REQUIREMENT A >> In the passage on The Roy Rogers Show, what was the name of Pat Brady's Jeep?
REQUIREMENT B >> Extend the passage on The Roy Rogers Show, picking up after its final sentence.

PAGE TEXT >>
= = =

American Western television series (1951–1957)

The Roy Rogers Show is an American Western television series starring Roy Rogers. 100 episodes were broadcast on NBC for six seasons between December 30, 1951, and June 9, 1957. The episodes were set in the prevailing times (1950s) in the style of a neo-Western, rather than the Old West. Various episodes are known to be in the public domain today, being featured in low-budget cable television channels and home video.

== Overview ==
The show starred Roy Rogers as a ranch owner, Dale Evans as the proprietress of the Eureka Café and Hotel in fictional Mineral City, and Pat Brady as Roy's sidekick and Dale's cook. Brady's Jeep Nellybelle at times had a mind of her own and sped away driverless with Brady in frantic pursuit on foot. Animal stars were Roy's Palomino horse Trigger and his German Shepherd Bullet, the "Wonder Dog".

As with many Western films of the 1930s-1950s, the Roy Rogers Show featured cowboys and cowgirls riding horses and carrying six-shooters, but unlike traditional westerns, the series had a contemporary setting with automobiles, telephones, and electric lighting. No attempt was made in the scripts to explain or justify this strange amalgamation of 19th-century characters with 20th-century technology. Typical episodes followed the stars as they rescued the weak and helpless from the clutches of dishonest lawmen, con artists, bank robbers, claim jumpers, rustlers, and other "bad guys".

In addition to traditional Western plot themes such as cattle rustling and bank robberies, the program featured more contemporary topics, including gun safety and conservation of natural resources. "Many of the shows expressed a moral, and several preached a Christian message."

= = =

DATA EXCERPTS >>
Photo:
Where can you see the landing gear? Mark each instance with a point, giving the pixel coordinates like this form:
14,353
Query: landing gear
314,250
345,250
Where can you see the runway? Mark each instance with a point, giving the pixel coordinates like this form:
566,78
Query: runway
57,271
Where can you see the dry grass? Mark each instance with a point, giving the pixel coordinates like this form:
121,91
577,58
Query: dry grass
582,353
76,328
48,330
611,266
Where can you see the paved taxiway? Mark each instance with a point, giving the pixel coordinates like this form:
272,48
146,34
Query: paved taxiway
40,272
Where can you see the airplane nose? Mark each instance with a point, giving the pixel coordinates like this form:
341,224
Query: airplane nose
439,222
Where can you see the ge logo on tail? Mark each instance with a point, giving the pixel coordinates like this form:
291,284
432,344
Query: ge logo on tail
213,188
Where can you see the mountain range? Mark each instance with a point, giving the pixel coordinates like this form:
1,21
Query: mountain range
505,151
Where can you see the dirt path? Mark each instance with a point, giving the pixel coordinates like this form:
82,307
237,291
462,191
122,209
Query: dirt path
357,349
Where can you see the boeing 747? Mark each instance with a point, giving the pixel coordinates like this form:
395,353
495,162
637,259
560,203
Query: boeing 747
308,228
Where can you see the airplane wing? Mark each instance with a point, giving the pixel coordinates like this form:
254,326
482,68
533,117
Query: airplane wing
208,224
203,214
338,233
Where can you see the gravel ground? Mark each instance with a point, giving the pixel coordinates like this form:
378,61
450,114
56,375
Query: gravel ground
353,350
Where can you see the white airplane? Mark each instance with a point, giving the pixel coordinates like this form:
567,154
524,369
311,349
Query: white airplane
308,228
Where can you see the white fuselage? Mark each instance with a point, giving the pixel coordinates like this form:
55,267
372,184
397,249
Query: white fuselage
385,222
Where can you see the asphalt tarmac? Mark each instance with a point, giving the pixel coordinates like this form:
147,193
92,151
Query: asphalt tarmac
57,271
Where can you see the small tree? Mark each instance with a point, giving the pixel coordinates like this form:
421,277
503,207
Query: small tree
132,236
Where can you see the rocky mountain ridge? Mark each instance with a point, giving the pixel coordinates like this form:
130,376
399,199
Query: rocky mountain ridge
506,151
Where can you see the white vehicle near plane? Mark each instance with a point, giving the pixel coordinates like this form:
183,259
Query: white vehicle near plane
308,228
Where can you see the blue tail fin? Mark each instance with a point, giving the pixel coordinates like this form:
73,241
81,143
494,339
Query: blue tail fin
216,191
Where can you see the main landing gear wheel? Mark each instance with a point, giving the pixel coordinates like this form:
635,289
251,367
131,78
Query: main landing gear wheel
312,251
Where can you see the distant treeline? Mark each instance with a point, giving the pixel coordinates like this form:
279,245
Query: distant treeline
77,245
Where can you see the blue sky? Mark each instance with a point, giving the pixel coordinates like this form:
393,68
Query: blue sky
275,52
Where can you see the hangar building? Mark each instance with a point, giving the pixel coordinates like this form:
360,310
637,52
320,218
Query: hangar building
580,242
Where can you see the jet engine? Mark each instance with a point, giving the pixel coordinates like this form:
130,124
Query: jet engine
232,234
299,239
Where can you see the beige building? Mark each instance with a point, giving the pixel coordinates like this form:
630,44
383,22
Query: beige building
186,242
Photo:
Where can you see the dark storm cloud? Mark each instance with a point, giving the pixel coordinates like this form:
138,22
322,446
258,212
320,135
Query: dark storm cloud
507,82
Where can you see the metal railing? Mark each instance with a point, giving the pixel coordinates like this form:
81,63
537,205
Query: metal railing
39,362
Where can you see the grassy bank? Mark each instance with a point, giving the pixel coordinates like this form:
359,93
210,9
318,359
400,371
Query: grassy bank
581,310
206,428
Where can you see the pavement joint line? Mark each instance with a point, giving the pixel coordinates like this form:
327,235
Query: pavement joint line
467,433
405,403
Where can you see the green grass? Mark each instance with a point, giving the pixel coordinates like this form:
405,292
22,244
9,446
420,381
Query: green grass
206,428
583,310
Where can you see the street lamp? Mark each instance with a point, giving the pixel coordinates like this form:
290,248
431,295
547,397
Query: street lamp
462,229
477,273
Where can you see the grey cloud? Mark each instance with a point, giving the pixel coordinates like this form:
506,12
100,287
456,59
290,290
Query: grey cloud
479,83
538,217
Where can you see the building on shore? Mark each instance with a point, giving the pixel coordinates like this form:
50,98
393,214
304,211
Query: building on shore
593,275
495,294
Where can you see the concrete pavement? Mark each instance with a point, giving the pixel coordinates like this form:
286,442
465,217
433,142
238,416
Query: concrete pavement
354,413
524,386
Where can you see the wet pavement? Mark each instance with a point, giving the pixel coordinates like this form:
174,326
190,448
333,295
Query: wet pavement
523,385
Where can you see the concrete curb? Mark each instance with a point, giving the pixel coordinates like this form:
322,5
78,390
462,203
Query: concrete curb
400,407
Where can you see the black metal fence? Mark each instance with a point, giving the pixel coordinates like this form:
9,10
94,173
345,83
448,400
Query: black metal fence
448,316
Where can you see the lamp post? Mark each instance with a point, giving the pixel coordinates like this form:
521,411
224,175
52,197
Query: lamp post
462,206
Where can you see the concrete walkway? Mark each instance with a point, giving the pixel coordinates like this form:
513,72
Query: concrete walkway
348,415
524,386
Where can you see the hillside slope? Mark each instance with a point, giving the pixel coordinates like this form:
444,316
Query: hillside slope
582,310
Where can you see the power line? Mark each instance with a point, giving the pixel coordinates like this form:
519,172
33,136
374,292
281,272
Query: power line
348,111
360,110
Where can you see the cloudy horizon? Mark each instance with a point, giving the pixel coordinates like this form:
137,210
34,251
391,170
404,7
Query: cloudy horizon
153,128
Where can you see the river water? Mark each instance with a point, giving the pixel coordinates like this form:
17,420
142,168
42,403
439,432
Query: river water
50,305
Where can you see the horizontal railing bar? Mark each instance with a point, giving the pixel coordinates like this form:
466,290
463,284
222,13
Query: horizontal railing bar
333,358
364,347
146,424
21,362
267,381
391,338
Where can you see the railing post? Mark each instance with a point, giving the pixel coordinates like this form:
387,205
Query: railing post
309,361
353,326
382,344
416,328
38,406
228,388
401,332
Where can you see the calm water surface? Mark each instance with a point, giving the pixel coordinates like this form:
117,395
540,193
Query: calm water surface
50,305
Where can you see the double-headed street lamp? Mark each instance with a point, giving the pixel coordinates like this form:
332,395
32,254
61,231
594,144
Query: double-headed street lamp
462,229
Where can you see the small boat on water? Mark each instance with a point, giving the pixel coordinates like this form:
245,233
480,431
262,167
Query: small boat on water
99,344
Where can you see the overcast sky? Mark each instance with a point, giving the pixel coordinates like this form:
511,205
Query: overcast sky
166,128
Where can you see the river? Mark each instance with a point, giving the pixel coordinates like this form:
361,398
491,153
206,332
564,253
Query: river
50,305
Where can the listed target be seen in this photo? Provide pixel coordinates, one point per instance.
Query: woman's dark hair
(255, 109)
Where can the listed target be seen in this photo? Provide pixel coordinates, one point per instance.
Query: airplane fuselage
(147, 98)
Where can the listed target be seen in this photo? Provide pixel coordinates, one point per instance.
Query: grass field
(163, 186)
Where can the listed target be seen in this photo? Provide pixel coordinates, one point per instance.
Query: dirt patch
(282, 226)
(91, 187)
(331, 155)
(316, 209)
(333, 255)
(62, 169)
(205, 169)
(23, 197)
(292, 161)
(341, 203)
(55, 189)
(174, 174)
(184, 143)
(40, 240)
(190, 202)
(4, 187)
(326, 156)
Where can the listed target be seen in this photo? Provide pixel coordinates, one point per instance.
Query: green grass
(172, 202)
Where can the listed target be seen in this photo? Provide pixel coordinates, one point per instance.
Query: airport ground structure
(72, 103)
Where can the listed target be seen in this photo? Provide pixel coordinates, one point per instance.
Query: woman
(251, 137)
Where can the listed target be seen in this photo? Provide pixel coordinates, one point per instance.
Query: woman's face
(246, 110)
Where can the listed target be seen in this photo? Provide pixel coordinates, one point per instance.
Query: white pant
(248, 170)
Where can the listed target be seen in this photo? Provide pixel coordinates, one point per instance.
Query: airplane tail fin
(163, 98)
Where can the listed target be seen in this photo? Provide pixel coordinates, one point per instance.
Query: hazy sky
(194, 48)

= = =

TASK RESPONSE A >> Nellybelle

TASK RESPONSE B >>
==Episodes==

| Season | Episodes |  | Originally released |  |
| First released | Last released |
| 1 | 23 |  | December 30, 1951 | June 15, 1952 |
| 2 | 15 |  | September 7, 1952 | June 28, 1953 |
| 3 | 14 |  | October 11, 1953 | March 14, 1954 |
| 4 | 18 |  | September 12, 1954 | May 22, 1955 |
| 5 | 15 |  | October 9, 1955 | March 24, 1956 |
| 6 | 15 |  | October 21, 1956 | June 9, 1957 |

==Production==

Interior shots for the show were filmed at the Samuel Goldwyn Studio, with much of the outdoor action footage filmed on the Iverson Movie Ranch in Chatsworth, Los Angeles, California The program was originally sponsored by General Foods (Post Cereals and Jell-O). The show's theme song, "Happy Trails", was written by Dale Evans and sung by her and Rogers over the end credits of each episode.

The show received an Emmy nomination in 1955 for Best Western or Adventure Series, but it lost out to the syndicated Stories of the Century, an anthology series starring and narrated by Jim Davis. The series finished #27 in the Nielsen ratings for the 1951–1952 season and #30 for 1954–1955.

==Related merchandise==
The show was merchandised for the youth market with comic books, playsets, cowboy and cowgirl costumes, toy pistols, longbows, and many other items. In 1957, 2 million copies of each comic book were sold. A related comic strip was syndicated to 186 newspapers.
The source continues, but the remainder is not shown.